** BEGIN Selected excerpt **

For the last fifty years, the 1951 Refugee Convention has been the foundation of the international system of refugee protection. UNHCR's work has been built on it. Millions of people throughout the world have been able to find safety and new lives because of it. It has also helped States to have a more predictable and co-ordinated approach to a growing international problem.
As you know, the Global Consultations on International Protection were launched last year. This process is running on three tracks. The first reaffirms the continuing validity and centrality of the Convention and focuses on how to strengthen its implementation. The second considers mainly legal but also some practical dilemmas relating to implementation. The third explores the challenges of modernity and issues related to refugee protection which are not adequately covered by the Convention.
The Ministerial Declaration, to be adopted at this meeting, reflects the challenges that lie ahead. Indeed, it will provide a solid base for an Agenda for Protection for the 21st century.
Today there are more than 22 million people of concern to my Office. These include, amongst others, refugees, asylum seekers, returnees, internally displaced people and stateless people. All of these are people who are not able to benefit from the protection of their own governments. All of them are products of political failure.
The United Nations, which is based on the principle of State sovereignty, understood early on that nations must be responsible for those who are the victims of violence, persecution and fear. For politics can bring people together; but it can also divide people. Those who are not protected by their own governments must have international protection.
Over the course of the last fifty years, refugee protection has - for the first time ever - been truly globalized. A network of institutions, norms and laws have been developed to deal with refugee problems wherever they manifest themselves. UNHCR now works in countries throughout the world, and the 1951 Convention, together with its 1967 Protocol, is now in effect a universal charter of refugee law.
But new problems have arisen. In the new international political environment, we see governments refusing to accept refugees because they are so many; refusing to accept them because they are mixed up with economic migrants; refusing to accept them because of a lack of burden sharing amongst States.
Increasingly, burden sharing has become the key to finding solutions for refugees. It is about achieving a productive symbiosis between host countries and cash-donor countries. UNHCR has to play a vital role in this regard, facilitating burden sharing arrangements among States that have a common interest in finding solutions for refugees. This has been a key cross-cutting concern in the Global Consultations process.
Voluntary return, local integration and resettlement: these are, as you know, the three durable solutions for refugees. In many cases, governments will only agree to assist in achieving these solutions when a fair system of burden sharing is in place.
At the same time, refugees should not be seen solely as a burden. Without underestimating the humanitarian and security issues related to the presence of large refugee populations, it must be recognized that refugees are not merely the beneficiaries of humanitarian aid. They can make positive contributions. They can enrich our societies, as many - including President Vike-Freiberga here on the podium today - have done in the past. Rather than marginalizing refugees, our challenge is to find ways of empowering them, so that they can contribute to our societies.
We must ensure respect for the individual dignity and worth of each and every refugee. Perhaps this is the most important point: to understand that refugees have an enormous capacity to become valuable citizens. Not a burden; not a risk; but valuable citizens. Recognition of this is where durable solutions and good governance for refugees begins.

** END Selected excerpt **

Problems to solve:
A – In the refugee protection speech, rewrite everything from "The Ministerial Declaration, to" down to "the 21st century.", swapping "solid base" for "firm foundation".
B – What three durable solutions for refugees does the refugee protection speech name?

** BEGIN Raw data **

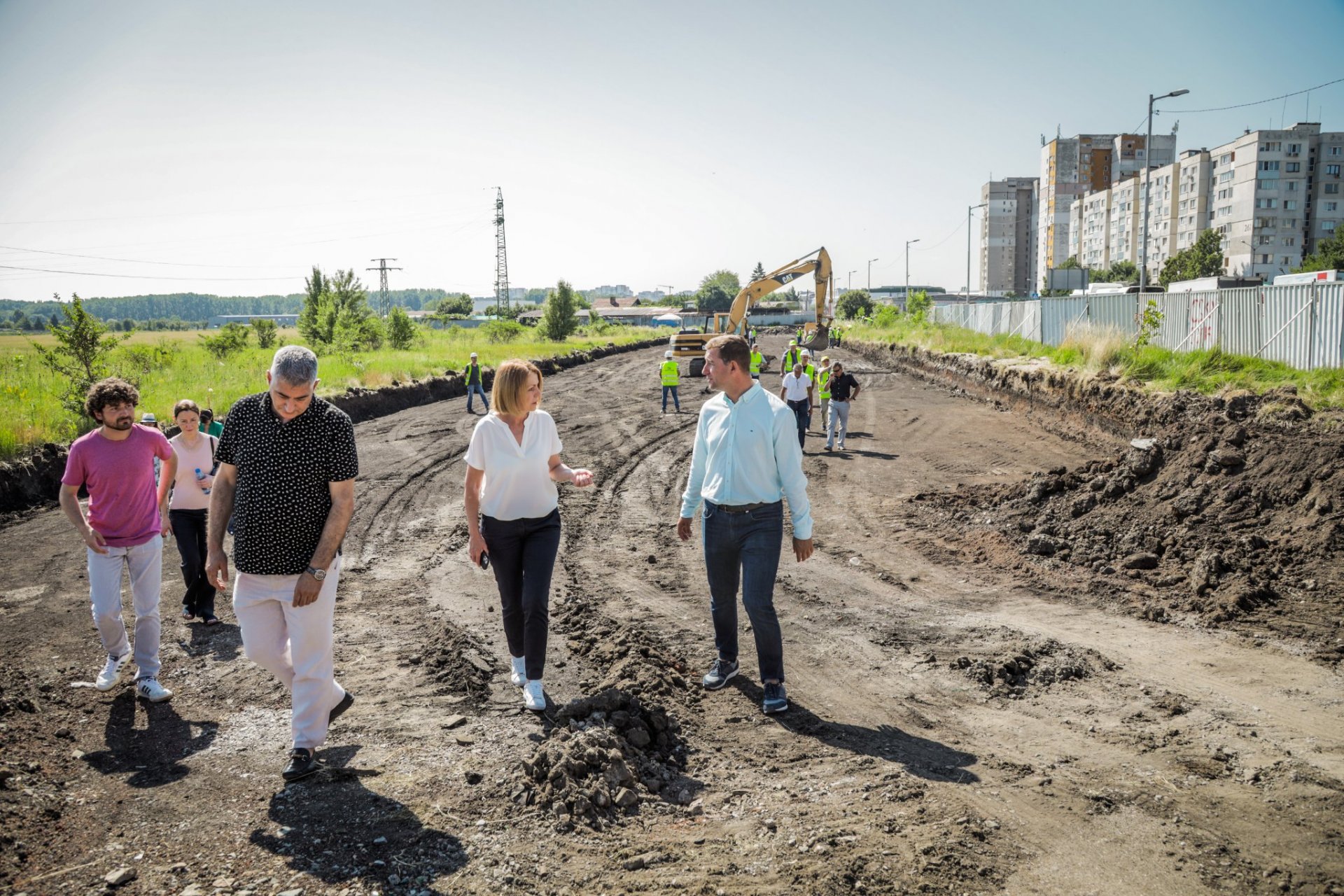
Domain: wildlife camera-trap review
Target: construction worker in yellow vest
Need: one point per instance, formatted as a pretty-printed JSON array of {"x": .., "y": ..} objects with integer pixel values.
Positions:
[
  {"x": 824, "y": 390},
  {"x": 757, "y": 360},
  {"x": 671, "y": 379},
  {"x": 811, "y": 371}
]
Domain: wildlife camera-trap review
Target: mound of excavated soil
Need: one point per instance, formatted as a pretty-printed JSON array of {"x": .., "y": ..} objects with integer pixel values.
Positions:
[
  {"x": 1031, "y": 665},
  {"x": 606, "y": 754},
  {"x": 1230, "y": 511}
]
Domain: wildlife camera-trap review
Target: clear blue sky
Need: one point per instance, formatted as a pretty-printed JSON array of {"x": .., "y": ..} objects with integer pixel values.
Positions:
[{"x": 237, "y": 144}]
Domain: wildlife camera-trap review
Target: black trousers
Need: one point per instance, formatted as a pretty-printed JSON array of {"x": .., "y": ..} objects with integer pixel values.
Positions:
[
  {"x": 188, "y": 527},
  {"x": 523, "y": 558}
]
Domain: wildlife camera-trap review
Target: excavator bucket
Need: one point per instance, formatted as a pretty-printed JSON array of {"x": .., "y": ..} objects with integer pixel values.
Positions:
[{"x": 820, "y": 339}]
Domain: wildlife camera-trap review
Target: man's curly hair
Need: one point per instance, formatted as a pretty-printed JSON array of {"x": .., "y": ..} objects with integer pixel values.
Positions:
[{"x": 109, "y": 391}]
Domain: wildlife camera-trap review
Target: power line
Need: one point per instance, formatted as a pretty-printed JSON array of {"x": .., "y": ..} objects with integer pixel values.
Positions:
[
  {"x": 1260, "y": 102},
  {"x": 86, "y": 273},
  {"x": 136, "y": 261}
]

** END Raw data **

Exercise answers:
A –
The Ministerial Declaration, to be adopted at this meeting, reflects the challenges that lie ahead. Indeed, it will provide a firm foundation for an Agenda for Protection for the 21st century.

B – Voluntary return, local integration and resettlement.